WORK TASK:
Answer these questions using the post on the Rainbow Lounge raid:
1. What date does Councilman Joel Burns give for the incident at the Rainbow Lounge?
2. How many days had Chad Gibson been in the hospital when he spoke to WFAA?
3. In the account of past raids in Houston, what was the usual charge when police arrested people at random?

TEXT SHOWN:

A surly group of police officers raided the Rainbow Lounge in Fort Worth, Texas, on the anniversary of the Stonewall Riots, leaving one bar patron hospitalized with a fractured skull...
Tammy Nash writes on the Dallas Voice: Kristy Morgan, sister of Chad Gibson, just called me to give an update on her brother. Chad is the man who was hospitalized after being thrown to the floor by police during a raid last night on the Rainbow Lounge in Fort Worth... a second CAT scan performed this afternoon showed that the bleeding in his brain had increased. "We won’t know anything more until tomorrow when they do more tests,” she said. Kristy said Chad has awake today, but that he has no memory of the incident in the bar and that his memory of events today have been spotty. She said he remembers her being there, but that he doesn’t remember talking to the doctor this morning, and he doesn’t remember visits by some of his friends during the day. Fort Worth City Councilman Joel Burns has issued the following statement: "I am calling for an immediate and thorough investigation of the actions of the City of Fort Worth Police and Texas Alcoholic Beverage Commission in relation to the incident at the Rainbow Lounge earlier this morning, June 28, 2009. It is unfortunate that this incident occurred in Fort Worth and even more so to have occurred on the 40th anniversary of the Stonewall protests... I am working together with our Mayor, Police Chief, the City of Fort Worth Human Relations Commission, and our State Legislative colleagues to get a complete and accurate accounting of what occurred... Every Fort Worth citizen deserves to have questions around this incident answered and I am working aggressively toward that end."
I'm old enough to remember when the HPD routinely raided gay establishments in Houston. I was hauled off to jail during one of these raids and my partner and I were present when several others went down. This harassment was not uncommon even two decades years ago. Raids usually happened when a bar owner couldn't afford to grease the palms of cops patrolling the area, or wouldn't hire an off-duty officer for "protection." It was always the same. HPD accompanied by TABC goons swept into a club, supposedly looking for liquor violations. They made a big show of examining the club's permit to sell alcohol. If they couldn't find any infractions, they started arresting people at random - usually for public intoxication. They would make clubgoers stand against a wall, and one of the cops would walk down the line and point: "You" and "you" and "you" and "you." And then it was off to the slammer. (Yes, the cops were rough, and often there were injuries.) Thing is, many of the patrons they took to jail were sober. But the police knew that gays would likely pay their fines and keep quiet.
In Texas, homobigots are more common than cattle. But something like this happening in 2009, at this particular time of the year, just smells. It smells like vengeance against the gay community over recent advances in LGBT equality. (Updates, after the jump...)
This claim is not only offensive, it's totally absurd. When a raid is going on, bar patrons are thinking of only one thing: "I want to get the hell out of here without being arrested." Facing a night in jail, no one is interested in fondling some fat cop.
UPDATE: Fort Worth Police Chief Jeff Halstead says that he's "happy" with the restraint used which left Chad Gibson hospitalized. Dan Savage at Slog translates Halstead's public statements into "Them faggots in that thar bar touched mah officers and now they're complainin' about some rough stuff and one little ol' faggot with a brain injury? Those perverts should be grateful they're alive."
UPDATE: After seven days in the hospital, Chad Gibson is still not out of the woods. A blood clot remains in his brain that could kill him. Today, Gibson told WFAA that he has lost all faith in law enforcement: "You used excessive force and that's why I got hurt... They have blamed it on me, that I was drunk [and] that I hit my head. I groped the officer. I did this. I did that. You know what? No. Accept responsibility." The TABC officers who caused Gibson's injuries have been placed on desk duty during an internal investigation.






Thanks for keeping this in the eye of those searching for news on the 'net. Keep at it please.
I saw news of this story and got sick to my stomach. I've always believed that the police were there to protect people who were not doing anything wrong from people who were.
Now I have to wonder, who is going to protect us from the police?
Posted by: Don | June 30, 2009 at 07:38 AM
God, what a police state we live in.

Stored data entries

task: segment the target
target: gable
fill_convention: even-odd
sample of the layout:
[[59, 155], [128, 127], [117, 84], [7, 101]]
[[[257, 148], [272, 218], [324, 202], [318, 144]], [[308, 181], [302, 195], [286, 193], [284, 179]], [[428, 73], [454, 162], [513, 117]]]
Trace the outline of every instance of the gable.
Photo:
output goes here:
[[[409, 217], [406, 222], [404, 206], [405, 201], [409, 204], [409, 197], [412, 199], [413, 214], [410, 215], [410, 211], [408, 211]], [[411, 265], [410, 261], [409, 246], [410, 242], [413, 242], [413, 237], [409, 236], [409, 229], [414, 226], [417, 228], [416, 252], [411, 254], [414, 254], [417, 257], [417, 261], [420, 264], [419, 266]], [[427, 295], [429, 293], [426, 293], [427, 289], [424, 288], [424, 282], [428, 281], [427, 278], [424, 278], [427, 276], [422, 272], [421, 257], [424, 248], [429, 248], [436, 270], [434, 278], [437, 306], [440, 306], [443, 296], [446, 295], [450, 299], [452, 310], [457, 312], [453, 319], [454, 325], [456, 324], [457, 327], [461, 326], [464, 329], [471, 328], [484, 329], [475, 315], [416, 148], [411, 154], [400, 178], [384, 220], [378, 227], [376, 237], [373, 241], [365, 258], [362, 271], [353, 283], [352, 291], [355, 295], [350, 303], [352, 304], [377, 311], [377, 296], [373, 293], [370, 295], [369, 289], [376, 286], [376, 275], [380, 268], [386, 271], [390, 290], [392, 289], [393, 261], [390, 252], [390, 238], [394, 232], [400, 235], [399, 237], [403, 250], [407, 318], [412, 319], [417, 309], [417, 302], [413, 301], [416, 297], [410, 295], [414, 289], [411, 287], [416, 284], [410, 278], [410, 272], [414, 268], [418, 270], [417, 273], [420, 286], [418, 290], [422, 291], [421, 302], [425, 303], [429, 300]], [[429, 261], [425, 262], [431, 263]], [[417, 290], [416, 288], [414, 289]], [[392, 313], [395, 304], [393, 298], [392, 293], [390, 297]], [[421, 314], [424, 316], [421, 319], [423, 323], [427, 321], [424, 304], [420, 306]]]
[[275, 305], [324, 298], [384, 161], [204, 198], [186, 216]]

RESULT OF THE TASK:
1. June 28, 2009
2. Seven days
3. Public intoxication